- **Dataset**
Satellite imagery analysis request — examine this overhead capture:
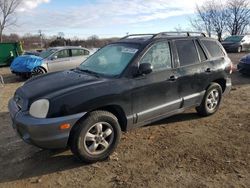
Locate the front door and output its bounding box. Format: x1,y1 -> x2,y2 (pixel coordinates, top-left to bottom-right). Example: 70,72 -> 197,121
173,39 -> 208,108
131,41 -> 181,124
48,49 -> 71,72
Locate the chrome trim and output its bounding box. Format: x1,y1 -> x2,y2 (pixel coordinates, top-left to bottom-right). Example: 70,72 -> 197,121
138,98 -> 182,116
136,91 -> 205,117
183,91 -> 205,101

---

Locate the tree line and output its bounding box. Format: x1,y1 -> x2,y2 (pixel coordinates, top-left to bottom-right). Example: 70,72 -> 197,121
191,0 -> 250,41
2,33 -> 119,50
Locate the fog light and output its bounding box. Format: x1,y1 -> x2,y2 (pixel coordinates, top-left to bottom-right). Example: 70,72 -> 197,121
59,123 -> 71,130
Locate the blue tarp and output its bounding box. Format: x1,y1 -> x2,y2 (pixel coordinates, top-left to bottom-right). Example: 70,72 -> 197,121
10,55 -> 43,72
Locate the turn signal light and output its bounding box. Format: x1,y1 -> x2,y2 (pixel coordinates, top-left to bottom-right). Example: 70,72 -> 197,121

...

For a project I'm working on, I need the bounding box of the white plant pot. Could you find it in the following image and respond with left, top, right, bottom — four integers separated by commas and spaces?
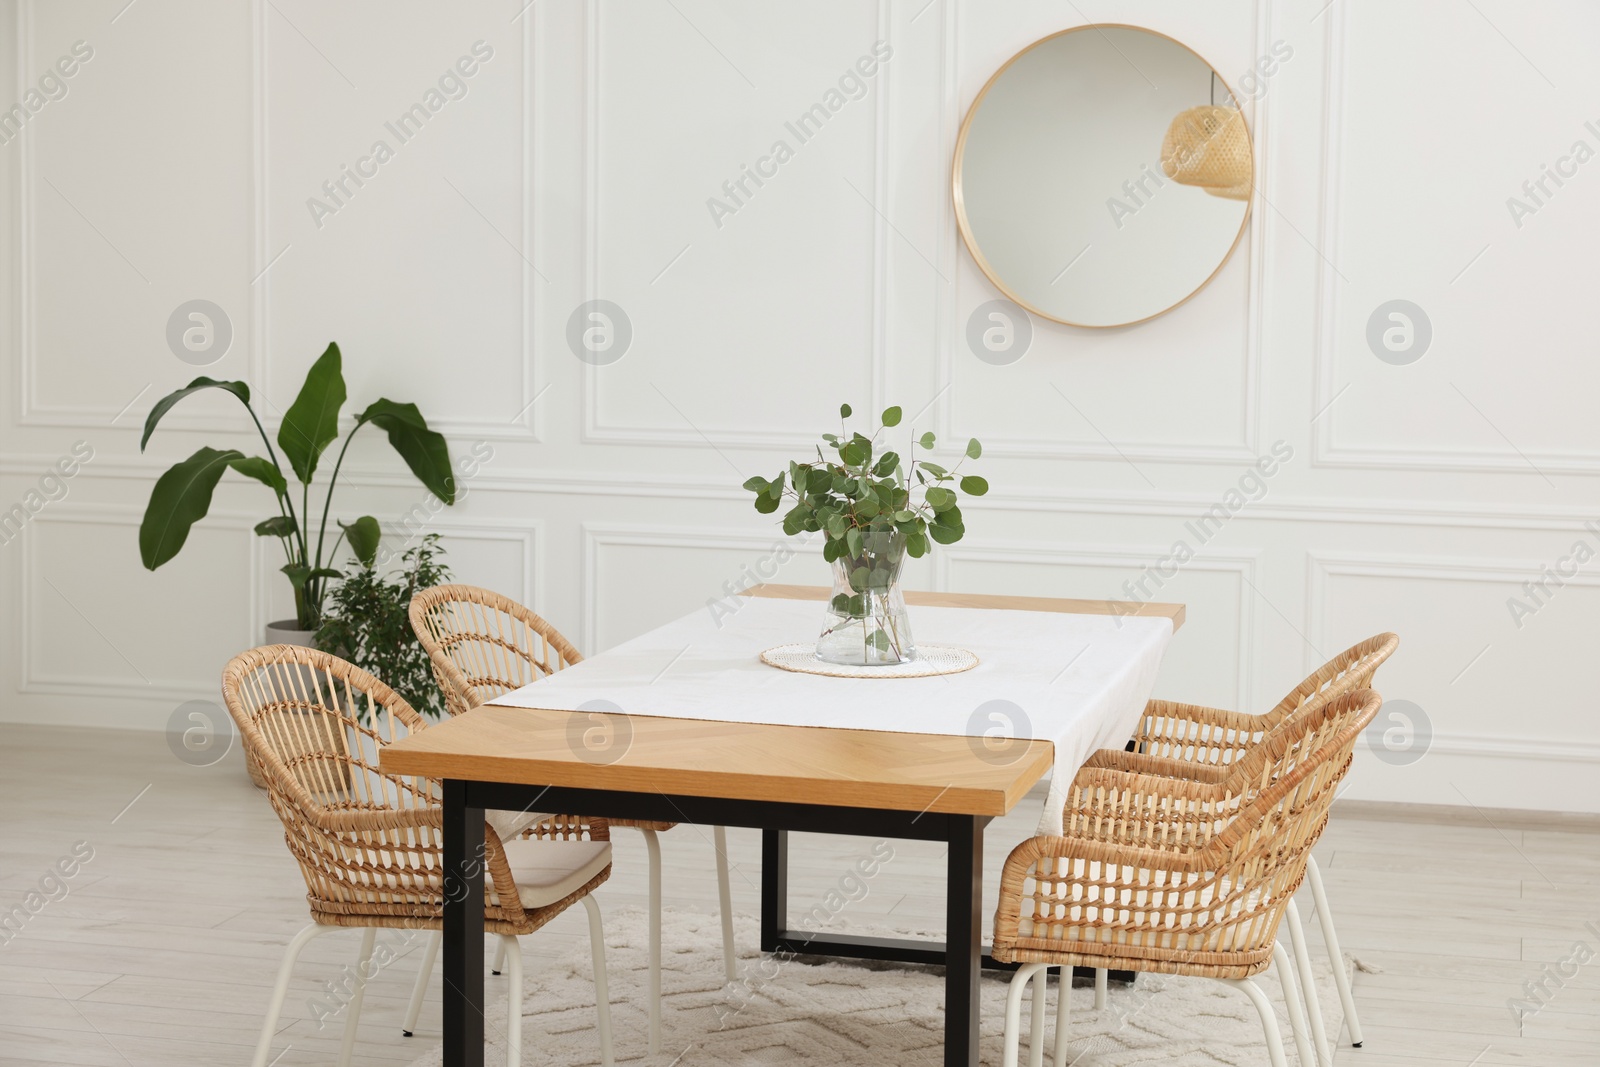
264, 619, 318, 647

- **Requirement**
Copy, exactly and only, the lines above that begin with the one containing "Locate the fog" and finish with the one containing "Locate the turn".

- **Reply to the exercise**
Locate the fog light and output its bounding box. Format: x1,y1 -> x2,y2 (pixel coordinates, top-left to bottom-right). Example: 70,72 -> 197,121
59,123 -> 71,130
Locate the blue tarp and output its bounding box. Format: x1,y1 -> x2,y2 (pixel coordinates, top-left to bottom-right). Example: 70,72 -> 197,121
10,55 -> 43,72
Locate the turn signal light and output its bounding box. Format: x1,y1 -> x2,y2 (pixel coordinates, top-left to bottom-right). Example: 70,72 -> 197,121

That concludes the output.